> THE PROBLEM:
Every line of the data must be set down exactly as shown.

(Dataset items)
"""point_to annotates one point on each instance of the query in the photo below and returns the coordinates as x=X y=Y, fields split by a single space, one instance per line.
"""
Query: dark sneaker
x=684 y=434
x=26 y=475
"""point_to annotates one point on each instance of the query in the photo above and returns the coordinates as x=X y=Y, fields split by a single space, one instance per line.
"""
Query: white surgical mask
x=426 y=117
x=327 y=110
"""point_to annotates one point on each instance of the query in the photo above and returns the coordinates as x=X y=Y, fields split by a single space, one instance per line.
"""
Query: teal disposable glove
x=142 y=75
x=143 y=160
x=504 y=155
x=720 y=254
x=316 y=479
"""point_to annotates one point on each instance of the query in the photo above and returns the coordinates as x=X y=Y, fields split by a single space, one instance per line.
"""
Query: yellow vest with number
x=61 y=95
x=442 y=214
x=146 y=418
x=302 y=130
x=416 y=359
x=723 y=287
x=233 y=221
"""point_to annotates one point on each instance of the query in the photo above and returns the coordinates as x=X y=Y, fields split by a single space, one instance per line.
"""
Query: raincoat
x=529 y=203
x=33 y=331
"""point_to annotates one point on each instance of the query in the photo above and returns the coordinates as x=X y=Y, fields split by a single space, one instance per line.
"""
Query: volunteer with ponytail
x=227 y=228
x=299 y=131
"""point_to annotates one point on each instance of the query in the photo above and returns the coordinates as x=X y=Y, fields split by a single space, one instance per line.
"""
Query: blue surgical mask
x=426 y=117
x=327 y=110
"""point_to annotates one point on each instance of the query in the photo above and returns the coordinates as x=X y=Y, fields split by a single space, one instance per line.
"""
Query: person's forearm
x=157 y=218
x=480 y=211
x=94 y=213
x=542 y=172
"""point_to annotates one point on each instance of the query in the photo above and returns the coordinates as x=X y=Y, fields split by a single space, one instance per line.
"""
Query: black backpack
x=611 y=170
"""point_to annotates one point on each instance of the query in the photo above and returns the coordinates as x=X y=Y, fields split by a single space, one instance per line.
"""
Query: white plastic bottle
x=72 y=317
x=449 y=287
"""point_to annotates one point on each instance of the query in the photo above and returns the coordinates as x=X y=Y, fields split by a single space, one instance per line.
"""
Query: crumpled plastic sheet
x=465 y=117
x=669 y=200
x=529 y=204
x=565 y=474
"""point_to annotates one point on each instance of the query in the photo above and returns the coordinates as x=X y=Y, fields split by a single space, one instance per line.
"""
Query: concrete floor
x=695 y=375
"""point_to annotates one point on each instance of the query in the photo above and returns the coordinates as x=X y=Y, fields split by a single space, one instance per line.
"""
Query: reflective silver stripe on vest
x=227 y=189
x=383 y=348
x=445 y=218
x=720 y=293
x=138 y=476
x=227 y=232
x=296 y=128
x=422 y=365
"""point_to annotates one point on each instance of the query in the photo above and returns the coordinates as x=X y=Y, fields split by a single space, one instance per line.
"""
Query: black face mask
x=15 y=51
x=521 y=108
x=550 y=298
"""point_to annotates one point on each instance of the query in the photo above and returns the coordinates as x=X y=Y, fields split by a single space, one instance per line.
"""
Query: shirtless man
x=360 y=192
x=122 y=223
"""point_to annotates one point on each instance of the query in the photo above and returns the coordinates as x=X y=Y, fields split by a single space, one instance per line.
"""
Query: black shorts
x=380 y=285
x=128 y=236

> TASK ANSWER:
"""point_to annotates one point on each instance of the query in the photo below and returns the coordinates as x=X y=Y, fields split by a single space, one instance per line.
"""
Query: dark sneaker
x=684 y=434
x=26 y=475
"""point_to annotates one point on each instance of the query in the photo above and returns the coordinates as x=X y=Y, fields split by a single space, one instance per line.
"""
Query: white surgical mask
x=426 y=117
x=327 y=110
"""point_to annotates one point on each instance of the query in the photo above and returns the coordinates as x=X y=Y, fields split by a single space, one instance per line.
"""
Query: teal disposable glove
x=142 y=75
x=143 y=160
x=504 y=155
x=720 y=254
x=316 y=479
"""point_to annotates one point on each instance of the query in the photo above and returns the coordinates as x=X y=Y, fields split by a single space, one instance per line.
"""
Query: yellow vest with number
x=61 y=95
x=442 y=214
x=146 y=418
x=302 y=130
x=416 y=359
x=723 y=287
x=233 y=221
"""point_to annotates one point on each instance of the query in the photo above and returns the coordinates as x=X y=Y, fields split by a single space, one instance per line.
"""
Query: raincoat
x=529 y=203
x=33 y=331
"""point_to annotates one point on each instance of the query in the photo above and returns the coordinates as x=X y=Y, fields split by a single space, one instance per line.
"""
Query: volunteer with ponytail
x=227 y=228
x=299 y=131
"""point_to annotates one point on each instance of the query in the photo above and returns the coordinates as x=X y=Y, fields split by a single space, one instance per line.
"""
Query: blue surgical mask
x=426 y=117
x=327 y=110
"""point_to annotates one point on each instance of the query in the photo above and returns the coordinates as x=X y=Y, fields split by a single space, one instance per line.
"""
Query: person's forearm
x=157 y=218
x=480 y=211
x=94 y=213
x=542 y=172
"""point_to annotates one point on each instance of the query in the photo above and returns the coordinates as x=X y=Y, fields split by a single space, one instance per line.
"""
Query: black backpack
x=611 y=170
"""point_to annotates one point on each instance of the query in the photo above and returns the coordinates as x=X y=Y, fields split by a single space, one instance per line.
"""
Query: white plastic bottle
x=72 y=317
x=449 y=287
"""point_to annotates one point on each instance of the query in the photo above and returns the coordinates as x=X y=Y, fields split by a single space, one instance per line.
"""
Query: crumpled plastic sheet
x=465 y=117
x=669 y=200
x=529 y=204
x=565 y=474
"""point_to annotates one point on each instance of the query in the photo above and returns the coordinates as x=X y=Y, fields split by a single space, one instance per line.
"""
Query: concrete floor
x=695 y=375
"""point_to annotates one point on each instance of the query in the photo above and returns the coordinates as x=X y=Y, fields split by a single space, one instance per line.
"""
Query: reflective silver stripe on vest
x=227 y=189
x=383 y=348
x=445 y=218
x=720 y=293
x=138 y=476
x=227 y=232
x=296 y=128
x=422 y=365
"""point_to annotates one point on each instance of the query in the photo above and returns the coordinates as x=X y=Y, fields split by a single space, one instance per line.
"""
Query: black face mask
x=15 y=51
x=521 y=108
x=550 y=298
"""point_to annotates one point on each instance of the query in the photo above and returns the coordinates as x=X y=Y, fields split by a single space, one instance per line.
"""
Query: shirtless man
x=360 y=192
x=122 y=223
"""point_to annotates one point on each instance of the query in the photo above and returns the coordinates as x=X y=Y, fields split by a single space, one instance per line.
"""
Query: black shorts
x=380 y=285
x=128 y=236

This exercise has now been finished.